> _EXERCISE DESCRIPTION_
Pull out every line below that contains the string "skull" and copy each one in full.

> _GIVEN INFORMATION_
— Begin —
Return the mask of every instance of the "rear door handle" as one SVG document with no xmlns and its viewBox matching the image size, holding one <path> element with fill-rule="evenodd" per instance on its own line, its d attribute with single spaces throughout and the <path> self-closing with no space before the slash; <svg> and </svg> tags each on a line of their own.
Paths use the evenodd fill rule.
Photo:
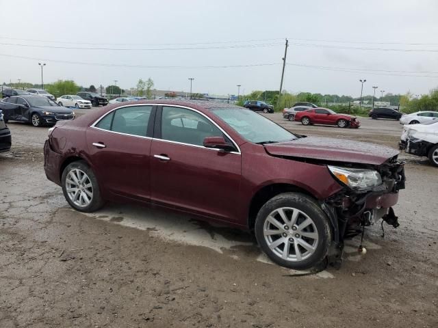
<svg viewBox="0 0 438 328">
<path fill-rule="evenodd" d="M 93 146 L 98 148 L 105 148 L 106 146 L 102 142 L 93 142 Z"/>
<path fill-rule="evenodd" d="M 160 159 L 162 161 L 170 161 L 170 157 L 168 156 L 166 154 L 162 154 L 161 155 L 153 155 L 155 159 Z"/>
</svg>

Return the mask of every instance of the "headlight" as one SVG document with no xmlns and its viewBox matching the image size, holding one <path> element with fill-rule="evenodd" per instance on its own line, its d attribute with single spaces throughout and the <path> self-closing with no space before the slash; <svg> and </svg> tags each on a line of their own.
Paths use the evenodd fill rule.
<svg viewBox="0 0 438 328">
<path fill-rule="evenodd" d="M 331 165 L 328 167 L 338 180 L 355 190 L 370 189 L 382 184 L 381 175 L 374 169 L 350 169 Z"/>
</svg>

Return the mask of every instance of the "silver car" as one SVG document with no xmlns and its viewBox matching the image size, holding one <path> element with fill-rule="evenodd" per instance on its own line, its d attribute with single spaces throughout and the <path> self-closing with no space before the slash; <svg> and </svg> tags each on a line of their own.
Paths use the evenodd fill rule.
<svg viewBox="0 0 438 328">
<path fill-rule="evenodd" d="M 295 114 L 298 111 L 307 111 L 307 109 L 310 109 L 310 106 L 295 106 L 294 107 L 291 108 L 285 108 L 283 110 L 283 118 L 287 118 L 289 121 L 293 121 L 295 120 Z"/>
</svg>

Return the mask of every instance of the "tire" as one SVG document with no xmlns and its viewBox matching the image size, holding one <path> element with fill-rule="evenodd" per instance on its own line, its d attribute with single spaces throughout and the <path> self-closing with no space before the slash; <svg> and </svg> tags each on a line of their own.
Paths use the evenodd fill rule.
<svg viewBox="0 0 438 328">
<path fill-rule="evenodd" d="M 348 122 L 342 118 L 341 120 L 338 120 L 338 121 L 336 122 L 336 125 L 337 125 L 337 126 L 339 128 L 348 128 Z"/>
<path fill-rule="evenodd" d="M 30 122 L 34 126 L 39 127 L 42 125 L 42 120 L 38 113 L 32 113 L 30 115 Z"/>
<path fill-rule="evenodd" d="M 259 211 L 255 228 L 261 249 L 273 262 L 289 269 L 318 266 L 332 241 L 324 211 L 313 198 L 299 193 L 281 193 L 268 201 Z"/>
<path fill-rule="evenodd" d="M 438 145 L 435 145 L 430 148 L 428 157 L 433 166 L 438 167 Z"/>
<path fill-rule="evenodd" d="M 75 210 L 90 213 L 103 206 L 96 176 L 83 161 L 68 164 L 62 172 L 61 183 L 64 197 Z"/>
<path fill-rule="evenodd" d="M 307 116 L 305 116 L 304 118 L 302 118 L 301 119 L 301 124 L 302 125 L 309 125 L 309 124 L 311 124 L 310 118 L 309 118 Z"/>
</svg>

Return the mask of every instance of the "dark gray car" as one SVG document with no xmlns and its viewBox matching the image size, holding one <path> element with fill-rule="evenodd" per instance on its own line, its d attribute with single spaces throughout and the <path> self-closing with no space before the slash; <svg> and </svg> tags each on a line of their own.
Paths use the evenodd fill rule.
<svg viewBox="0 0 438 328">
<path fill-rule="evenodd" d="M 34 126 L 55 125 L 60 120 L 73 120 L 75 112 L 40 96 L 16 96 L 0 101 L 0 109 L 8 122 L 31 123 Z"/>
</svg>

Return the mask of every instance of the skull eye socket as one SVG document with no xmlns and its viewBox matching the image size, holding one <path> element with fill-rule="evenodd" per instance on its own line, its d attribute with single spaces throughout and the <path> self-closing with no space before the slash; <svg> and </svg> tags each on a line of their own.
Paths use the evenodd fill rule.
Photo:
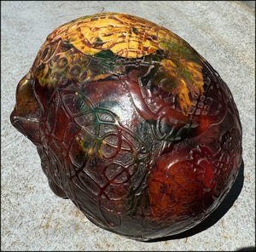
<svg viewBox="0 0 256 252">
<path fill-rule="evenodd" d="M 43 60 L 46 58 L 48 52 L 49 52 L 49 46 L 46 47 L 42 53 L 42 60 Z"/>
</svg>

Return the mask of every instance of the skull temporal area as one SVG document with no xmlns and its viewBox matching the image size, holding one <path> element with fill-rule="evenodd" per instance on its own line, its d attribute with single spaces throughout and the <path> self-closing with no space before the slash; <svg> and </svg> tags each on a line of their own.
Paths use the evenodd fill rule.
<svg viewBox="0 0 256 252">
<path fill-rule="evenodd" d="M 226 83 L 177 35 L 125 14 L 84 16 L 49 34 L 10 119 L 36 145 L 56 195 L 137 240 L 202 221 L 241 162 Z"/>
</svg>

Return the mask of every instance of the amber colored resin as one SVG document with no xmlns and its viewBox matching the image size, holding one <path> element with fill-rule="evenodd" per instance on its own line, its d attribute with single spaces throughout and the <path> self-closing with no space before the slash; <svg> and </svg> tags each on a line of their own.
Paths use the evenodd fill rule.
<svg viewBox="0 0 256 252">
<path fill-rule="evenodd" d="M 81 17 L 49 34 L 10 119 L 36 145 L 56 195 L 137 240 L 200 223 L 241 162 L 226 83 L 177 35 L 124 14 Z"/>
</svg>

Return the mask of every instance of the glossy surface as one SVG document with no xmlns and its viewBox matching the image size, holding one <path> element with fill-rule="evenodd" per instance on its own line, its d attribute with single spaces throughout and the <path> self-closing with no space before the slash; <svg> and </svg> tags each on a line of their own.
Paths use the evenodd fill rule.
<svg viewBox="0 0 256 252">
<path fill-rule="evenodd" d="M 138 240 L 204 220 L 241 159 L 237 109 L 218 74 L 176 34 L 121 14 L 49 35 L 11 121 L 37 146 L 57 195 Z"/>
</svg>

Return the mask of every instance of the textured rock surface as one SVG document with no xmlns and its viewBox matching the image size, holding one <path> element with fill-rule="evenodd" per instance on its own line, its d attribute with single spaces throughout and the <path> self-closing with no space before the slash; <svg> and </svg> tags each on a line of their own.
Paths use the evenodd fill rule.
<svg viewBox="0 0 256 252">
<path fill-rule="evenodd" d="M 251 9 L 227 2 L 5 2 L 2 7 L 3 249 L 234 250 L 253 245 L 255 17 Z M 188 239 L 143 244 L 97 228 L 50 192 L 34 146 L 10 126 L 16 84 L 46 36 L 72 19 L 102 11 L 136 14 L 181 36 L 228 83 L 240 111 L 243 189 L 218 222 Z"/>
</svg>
— End —
> _ANSWER TO THE EXERCISE_
Return the mask of every instance of the skull eye socket as one SVG document with no xmlns and its viewBox matching the image size, holding one <path> element with fill-rule="evenodd" per instance on its own line, its d attribute with single spaces throughout and the <path> self-closing with no space before the slash; <svg> and </svg> tags each on a line of their own.
Return the mask of every instance of the skull temporal area as one SVG document with no xmlns and its viewBox matching the image size, holding one <path> element with fill-rule="evenodd" per instance on its own line, its d attribute with single spaces throughout and the <path> self-closing with no space before the slash; <svg> and </svg> tags each on a line of their own.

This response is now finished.